#### Supplied text:

# Importing libraries and data

In [1]:
import os
import glob

TRAINING_ONLY = True

In [2]:
import kagglehub

# Download latest version
path = kagglehub.dataset_download("vbookshelf/respiratory-sound-database")

print("Path to dataset files:", path)

Path to dataset files: /root/.cache/kagglehub/datasets/vbookshelf/respiratory-sound-database/versions/2


In [3]:
dataset_path = '/root/.cache/kagglehub/datasets/vbookshelf/respiratory-sound-database/versions/2'

audio_path = os.path.join(dataset_path, 'respiratory_sound_database','Respiratory_Sound_Database', 'audio_and_txt_files')
audio_files = glob.glob(os.path.join(audio_path, '**/*.wav'), recursive=True)

# print(glob.glob(os.path.join(dataset_path, '*'), recursive=True))

print(f"Found {len(audio_files)} audio files.")

Found 920 audio files.


# EDA

In [None]:
import librosa
import numpy as np
import matplotlib.pyplot as plt

In [None]:
# Function to extract spectrogram from audio
if TRAINING_ONLY is False:
  def extract_spectrogram(audio_path, n_mels=128, fmax=8000, fixed_length=500):
      try:
          y, sr = librosa.load(audio_path, sr=None)
          S = librosa.feature.melspectrogram(y=y, sr=sr, n_mels=n_mels, fmax=fmax)
          log_S = librosa.power_to_db(S, ref=np.max)
          padding = librosa.util.fix_length(log_S, size=fixed_length, axis=1)
          return padding
      except Exception as e:
          print(f"Error processing {audio_path}: {e}")
          return None

  # Function to extract MFCCs from audio
  def extract_mfcc(audio_path, n_mfcc=13, fixed_length=500):
      try:
          y, sr = librosa.load(audio_path, sr=None)
          mfccs = librosa.feature.mfcc(y=y, sr=sr, n_mfcc=n_mfcc)
          padding = librosa.util.fix_length(mfccs, size=fixed_length, axis=1)
          return padding
      except Exception as e:
          print(f"Error processing {audio_path}: {e}")
          return None

  # Function to process all audio files in a given directory
  def process_audio_files(dataset_path, extension='.wav', batch_size=10):
      audio_files = glob.glob(os.path.join(dataset_path, f'**/*{extension}'), recursive=True)
      spectrograms = []
      mfccs = []

      # Process audio files in batches
      for i, audio_path in enumerate(audio_files):
          spectrogram = extract_spectrogram(audio_path, fixed_length=batch_size)
          mfcc = extract_mfcc(audio_path, fixed_length=batch_size)

          if spectrogram is not None:
              spectrograms.append(spectrogram)

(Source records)
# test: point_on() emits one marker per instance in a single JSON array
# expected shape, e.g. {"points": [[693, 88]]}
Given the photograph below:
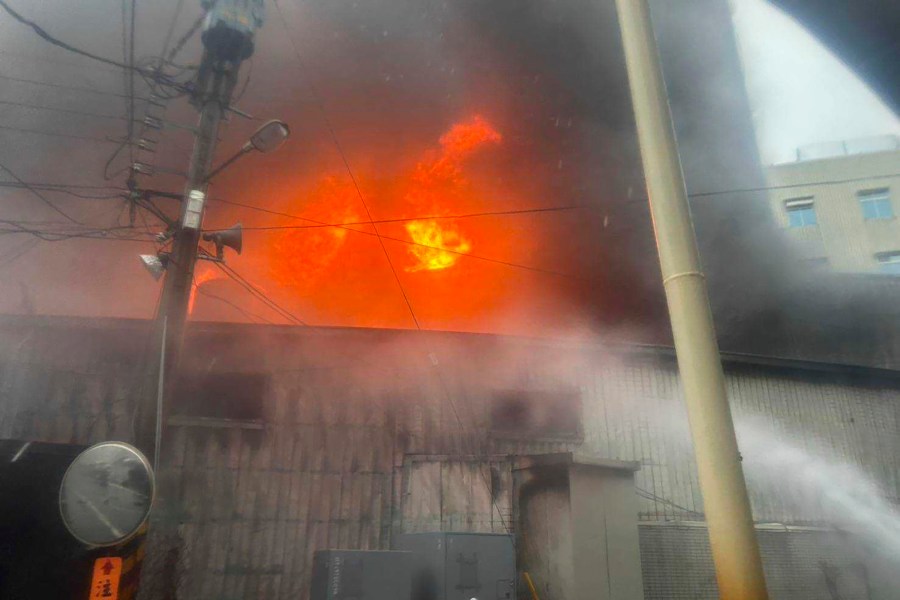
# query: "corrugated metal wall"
{"points": [[366, 432], [799, 565]]}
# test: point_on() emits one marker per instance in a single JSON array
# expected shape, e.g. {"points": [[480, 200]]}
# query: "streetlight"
{"points": [[270, 136]]}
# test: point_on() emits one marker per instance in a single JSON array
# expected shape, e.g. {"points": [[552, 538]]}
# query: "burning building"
{"points": [[284, 440]]}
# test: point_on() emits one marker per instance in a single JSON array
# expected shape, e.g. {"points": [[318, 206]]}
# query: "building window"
{"points": [[817, 262], [537, 415], [801, 212], [889, 262], [876, 204]]}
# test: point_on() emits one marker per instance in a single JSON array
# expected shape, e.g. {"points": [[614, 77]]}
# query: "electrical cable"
{"points": [[149, 76], [189, 33], [62, 135], [62, 110], [343, 156], [259, 294], [65, 87], [130, 76], [246, 313], [647, 495], [56, 41], [403, 293], [171, 30], [414, 243], [42, 197], [261, 297], [66, 63], [522, 211]]}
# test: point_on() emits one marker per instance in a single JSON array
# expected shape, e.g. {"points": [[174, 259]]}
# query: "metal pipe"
{"points": [[731, 534]]}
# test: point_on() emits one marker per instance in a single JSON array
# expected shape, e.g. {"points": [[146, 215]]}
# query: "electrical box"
{"points": [[461, 566], [360, 574]]}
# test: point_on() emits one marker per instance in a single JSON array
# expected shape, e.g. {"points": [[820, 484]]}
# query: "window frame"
{"points": [[803, 207], [876, 198]]}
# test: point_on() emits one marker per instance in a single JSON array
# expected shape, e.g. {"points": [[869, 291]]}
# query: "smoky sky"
{"points": [[385, 78]]}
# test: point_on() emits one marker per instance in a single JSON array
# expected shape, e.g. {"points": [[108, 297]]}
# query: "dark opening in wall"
{"points": [[537, 414], [217, 395]]}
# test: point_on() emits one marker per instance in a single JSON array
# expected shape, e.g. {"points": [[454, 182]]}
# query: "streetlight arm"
{"points": [[245, 149]]}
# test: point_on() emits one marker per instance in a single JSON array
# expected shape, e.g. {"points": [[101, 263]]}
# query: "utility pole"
{"points": [[228, 41], [727, 507]]}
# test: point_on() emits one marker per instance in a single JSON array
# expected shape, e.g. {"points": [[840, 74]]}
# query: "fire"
{"points": [[203, 274], [437, 179], [339, 274], [436, 257]]}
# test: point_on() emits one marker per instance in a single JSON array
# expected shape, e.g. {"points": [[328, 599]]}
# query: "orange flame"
{"points": [[436, 179], [435, 242], [203, 274]]}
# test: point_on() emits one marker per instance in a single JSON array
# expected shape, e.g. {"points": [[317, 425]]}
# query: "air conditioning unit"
{"points": [[360, 574], [461, 566]]}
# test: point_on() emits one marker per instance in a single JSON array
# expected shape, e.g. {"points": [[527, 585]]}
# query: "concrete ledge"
{"points": [[575, 459]]}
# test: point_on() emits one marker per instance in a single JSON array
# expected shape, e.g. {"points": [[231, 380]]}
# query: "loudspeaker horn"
{"points": [[233, 238]]}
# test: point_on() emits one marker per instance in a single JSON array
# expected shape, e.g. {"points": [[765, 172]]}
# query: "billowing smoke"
{"points": [[375, 87]]}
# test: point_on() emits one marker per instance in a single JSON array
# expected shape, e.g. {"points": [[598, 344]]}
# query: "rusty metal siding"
{"points": [[346, 409]]}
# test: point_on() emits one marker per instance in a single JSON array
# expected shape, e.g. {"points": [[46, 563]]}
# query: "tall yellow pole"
{"points": [[726, 505]]}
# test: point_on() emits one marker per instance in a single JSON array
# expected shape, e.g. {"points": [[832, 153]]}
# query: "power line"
{"points": [[63, 110], [72, 136], [61, 86], [259, 294], [129, 73], [60, 187], [148, 75], [387, 256], [246, 313], [337, 145], [41, 196], [171, 31], [495, 213], [46, 59], [414, 243], [41, 32], [189, 33]]}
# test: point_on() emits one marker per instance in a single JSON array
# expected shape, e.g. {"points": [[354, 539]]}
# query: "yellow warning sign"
{"points": [[105, 583]]}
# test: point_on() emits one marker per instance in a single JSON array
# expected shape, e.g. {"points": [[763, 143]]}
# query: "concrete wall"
{"points": [[842, 235], [800, 564]]}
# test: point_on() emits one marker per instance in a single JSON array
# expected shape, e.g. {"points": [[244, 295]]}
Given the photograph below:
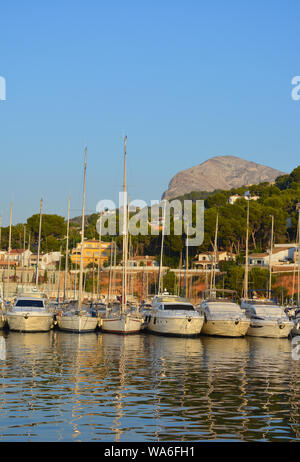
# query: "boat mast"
{"points": [[99, 260], [82, 235], [270, 259], [186, 261], [110, 272], [247, 253], [39, 246], [160, 290], [9, 247], [67, 250], [125, 231], [298, 294], [213, 273]]}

#### Apply what you read:
• A. List every library or module imported in the respiratory sound notebook.
• B. Copy the passage of the respiratory sound notebook starting at "spectrograms = []" and ending at "mfcc = extract_mfcc(audio_path, fixed_length=batch_size)".

#### Answers to this exercise:
• A. os, glob, kagglehub, librosa, numpy (as np), matplotlib.pyplot (as plt)

• B.
spectrograms = []
      mfccs = []

      # Process audio files in batches
      for i, audio_path in enumerate(audio_files):
          spectrogram = extract_spectrogram(audio_path, fixed_length=batch_size)
          mfcc = extract_mfcc(audio_path, fixed_length=batch_size)